» **WORK TO COMPLETE**:
From the cheese puffs text, copy everything from "Lesser Evil, known" down to "dried egg whites.", and change "Paleo-friendly" to "grain-free".

─── READING PASSAGE ───

Outside of the legume fam, sweet potatoes are also being converted into cheese puffs. “All of our sweet potato flour comes from imperfect, upcycled sweet potatoes that would have other wise gone to waste,” says Ashley Boeckle, founder of Spudsy. (The brand got its start on Kickstarter in 2018.) Besides sweet potato, rice flour, pea protein, and tapioca starch are also used to create the Vegan Cheesy Cheddar Sweet Potato Puffs ($27 for six), creating a puff that has three grams of protein per serving.
Lesser Evil, known for its Paleo-friendly snacks, has two healthy cheese puff options. The “No Cheese” Cheesiness Paleo Puffs ($30 for six) are made with cassava flour, coconut flour, sweet potato powder, and tapioca starch (and flavored with nutritional yeast, garlic powder, onion powder, and mustard seed). The Egg + Cheese Egg White Curls ($30 for six), is made with cassava flour and dried egg whites.
“We worked with an innovation center for three days to get the texture just right,” says Lesser Evil president and CEO Charles Coristine. “Without starchy ingredients like rice and potato, this took some experimenting. Cassava, coconut, and sweet potato are nutrient-dense, and we use them for the nutritional value they add to our snacks,” he says. “Along with the benefits, we chose ingredients that would create the right texture and density for the puffs that were still Paleo, vegan, and grain-free.” (While the Paleo puffs don’t have any protein, they do have 13 milligrams of potassium.) For the curls (which has six grams of protein per serving), Coristine says he was drawn to using eggs because they’re such a good source of protein. The eggs Lesser Evil uses to make its products are certified humane, he adds.
Watch the video below to see why a registered dietitian calls eggs “nature’s multivitamin”:
Eating your cheese doodles with your pinky out
Besides getting a nutritional makeover, the new cheese puffs go beyond just a cheesy flavor. Many of the healthy newcomers experiment with more elevated seasonings and flavor combos. Take Brass Roots, which has a Truffle Rosemary Crunch Puff ($29 for six) flavor that Gailmor says is a best-seller. “With our customers, we find that kids really like the white cheddar flavor, while parents like the truffle rosemary,” Gailmor says.

─── RECORDED DATA ───

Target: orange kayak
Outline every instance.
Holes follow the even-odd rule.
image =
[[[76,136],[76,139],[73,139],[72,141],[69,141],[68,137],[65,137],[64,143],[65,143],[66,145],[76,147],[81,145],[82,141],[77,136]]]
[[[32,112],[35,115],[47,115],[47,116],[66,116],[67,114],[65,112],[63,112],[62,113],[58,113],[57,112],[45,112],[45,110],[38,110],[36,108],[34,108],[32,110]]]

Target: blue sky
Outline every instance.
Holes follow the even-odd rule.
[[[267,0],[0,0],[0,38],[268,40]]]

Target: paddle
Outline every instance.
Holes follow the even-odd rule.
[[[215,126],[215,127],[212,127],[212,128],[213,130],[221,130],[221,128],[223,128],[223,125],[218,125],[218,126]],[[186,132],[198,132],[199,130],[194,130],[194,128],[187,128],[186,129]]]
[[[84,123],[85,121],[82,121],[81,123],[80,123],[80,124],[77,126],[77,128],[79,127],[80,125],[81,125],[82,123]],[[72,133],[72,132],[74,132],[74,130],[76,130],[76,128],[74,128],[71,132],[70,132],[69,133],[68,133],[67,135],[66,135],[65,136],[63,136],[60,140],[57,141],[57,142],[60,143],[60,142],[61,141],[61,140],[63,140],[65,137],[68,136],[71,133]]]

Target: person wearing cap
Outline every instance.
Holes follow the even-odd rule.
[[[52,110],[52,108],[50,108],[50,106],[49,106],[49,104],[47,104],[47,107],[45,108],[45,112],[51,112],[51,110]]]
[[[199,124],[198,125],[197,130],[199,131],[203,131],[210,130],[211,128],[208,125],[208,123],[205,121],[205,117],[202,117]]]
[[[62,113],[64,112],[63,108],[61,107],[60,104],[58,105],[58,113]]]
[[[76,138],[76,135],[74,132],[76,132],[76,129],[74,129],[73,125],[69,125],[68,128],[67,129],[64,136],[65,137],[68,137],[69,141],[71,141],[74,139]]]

───

» **SOLUTION FOR THIS TASK**:
Lesser Evil, known for its grain-free snacks, has two healthy cheese puff options. The “No Cheese” Cheesiness Paleo Puffs ($30 for six) are made with cassava flour, coconut flour, sweet potato powder, and tapioca starch (and flavored with nutritional yeast, garlic powder, onion powder, and mustard seed). The Egg + Cheese Egg White Curls ($30 for six), is made with cassava flour and dried egg whites.